▸ **Goal A**:
Do these statements agree with the passage on weather event data? Answer yes or no for each, quoting the deciding words of the passage. (i) The casualties variable counts fatalities plus injuries. (ii) The ranking filters keep the ten event types with the highest totals. (iii) The total cost adds property damage and crop damage together.

▸ **Source passage**:
______________________________
We will then add variables to our dataframe that show the meanal casualties (i.e., fatalities plus injuries), as well as the total property and crop damage caused by weather events.

data <- mutate(data, CASUALTIES = FATALITIES + INJURIES)
data <- mutate(data, PROPDMG_TOT = PROPDMG * 10^PROPDMGEXP)
data <- mutate(data, CROPDMG_TOT = CROPDMG * 10^CROPDMGEXP)
data <- mutate(data, COST_TOT = PROPDMG_TOT + CROPDMG_TOT)

Now that we have read in, cleaned, and simplified the data for easy manipulation, we can start our analysis.

Results

There are many ways to get an idea of the health and economic effects of weather events. We can look at the total casualities and costs over a given time period to determine the overall significance of a specific type of weather event. Alternatively, we can look at the mean casualties and costs over a given time period to determine the significance of the typical instantiation of a weather event.

We start by looking at cumulative total effects weather events on public health and economic wellbeing.

library(ggplot2)
library(cowplot)
## Warning: package 'cowplot' was built under R version 3.3.3
## 
## Attaching package: 'cowplot'
## The following object is masked from 'package:ggplot2':
## 
##     ggsave
dataCasual <- data %>%
  group_by(EVTYPE) %>%
  summarize(casualties_tot = sum(CASUALTIES)) %>%
  filter(rank(desc(casualties_tot)) <= 5) %>%
  arrange(desc(casualties_tot))

dataInjur <- data %>%
  group_by(EVTYPE) %>%
  summarize(injuries_tot = sum(INJURIES)) %>%
  filter(rank(desc(injuries_tot)) <= 5) %>%
  arrange(desc(injuries_tot))

dataFatal <- data %>%
  group_by(EVTYPE) %>%
  summarize(fatalities_tot = sum(FATALITIES)) %>%
  filter(rank(desc(fatalities_tot)) <= 5) %>%
  arrange(desc(fatalities_tot))
______________________________
(Part of a data file)
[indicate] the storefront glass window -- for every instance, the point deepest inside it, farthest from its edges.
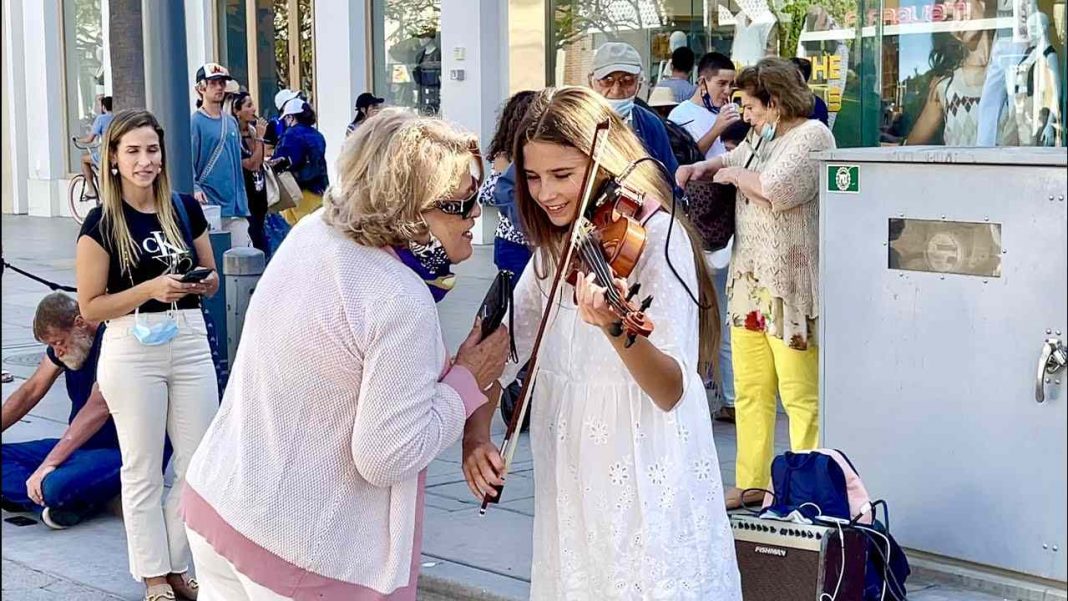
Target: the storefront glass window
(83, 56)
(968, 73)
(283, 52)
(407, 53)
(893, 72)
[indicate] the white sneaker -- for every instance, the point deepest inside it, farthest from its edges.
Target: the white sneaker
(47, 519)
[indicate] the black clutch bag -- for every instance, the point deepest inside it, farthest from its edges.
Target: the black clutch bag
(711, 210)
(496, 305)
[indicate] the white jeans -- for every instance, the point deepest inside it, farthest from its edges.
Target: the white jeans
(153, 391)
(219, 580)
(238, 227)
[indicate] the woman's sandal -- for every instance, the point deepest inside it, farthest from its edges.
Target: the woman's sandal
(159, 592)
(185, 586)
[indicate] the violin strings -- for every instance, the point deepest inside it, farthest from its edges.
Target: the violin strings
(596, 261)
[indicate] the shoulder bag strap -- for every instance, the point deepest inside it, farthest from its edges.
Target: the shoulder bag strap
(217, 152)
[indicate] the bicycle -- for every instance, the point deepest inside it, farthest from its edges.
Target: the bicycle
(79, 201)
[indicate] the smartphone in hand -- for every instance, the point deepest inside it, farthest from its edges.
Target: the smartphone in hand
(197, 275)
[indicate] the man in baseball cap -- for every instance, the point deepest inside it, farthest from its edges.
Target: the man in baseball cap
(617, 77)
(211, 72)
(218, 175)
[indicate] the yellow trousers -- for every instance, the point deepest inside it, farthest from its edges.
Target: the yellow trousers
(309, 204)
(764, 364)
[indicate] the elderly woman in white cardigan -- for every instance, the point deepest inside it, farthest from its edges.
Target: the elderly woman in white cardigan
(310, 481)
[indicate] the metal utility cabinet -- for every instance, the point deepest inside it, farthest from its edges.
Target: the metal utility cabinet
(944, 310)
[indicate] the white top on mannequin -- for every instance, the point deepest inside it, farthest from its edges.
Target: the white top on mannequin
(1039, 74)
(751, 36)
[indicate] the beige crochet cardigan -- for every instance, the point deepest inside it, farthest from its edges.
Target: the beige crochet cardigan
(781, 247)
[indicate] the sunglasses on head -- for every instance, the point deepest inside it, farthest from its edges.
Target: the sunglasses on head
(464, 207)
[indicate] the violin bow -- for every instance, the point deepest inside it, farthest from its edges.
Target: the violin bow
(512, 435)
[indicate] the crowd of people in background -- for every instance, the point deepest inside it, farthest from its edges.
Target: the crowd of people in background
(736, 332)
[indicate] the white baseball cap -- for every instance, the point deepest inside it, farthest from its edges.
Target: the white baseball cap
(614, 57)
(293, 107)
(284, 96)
______________________________
▸ **Goal B**:
Can you return, unchanged, the stretch of the records from the line containing "[indicate] the crowd" through the end of the records, both ends included?

▸ **Problem solution A**:
(i) Yes: "CASUALTIES = FATALITIES + INJURIES"
(ii) No: "filter(rank(desc(casualties_tot)) <= 5)"
(iii) Yes: "COST_TOT = PROPDMG_TOT + CROPDMG_TOT"

▸ **Problem solution B**:
[indicate] the crowd of people in background -- for every instance, the point deepest inside it, farthest from its edges.
Target: the crowd of people in background
(736, 332)
[indicate] the white baseball cap -- for every instance, the point deepest inside it, farthest from its edges.
Target: the white baseball cap
(614, 57)
(293, 107)
(284, 96)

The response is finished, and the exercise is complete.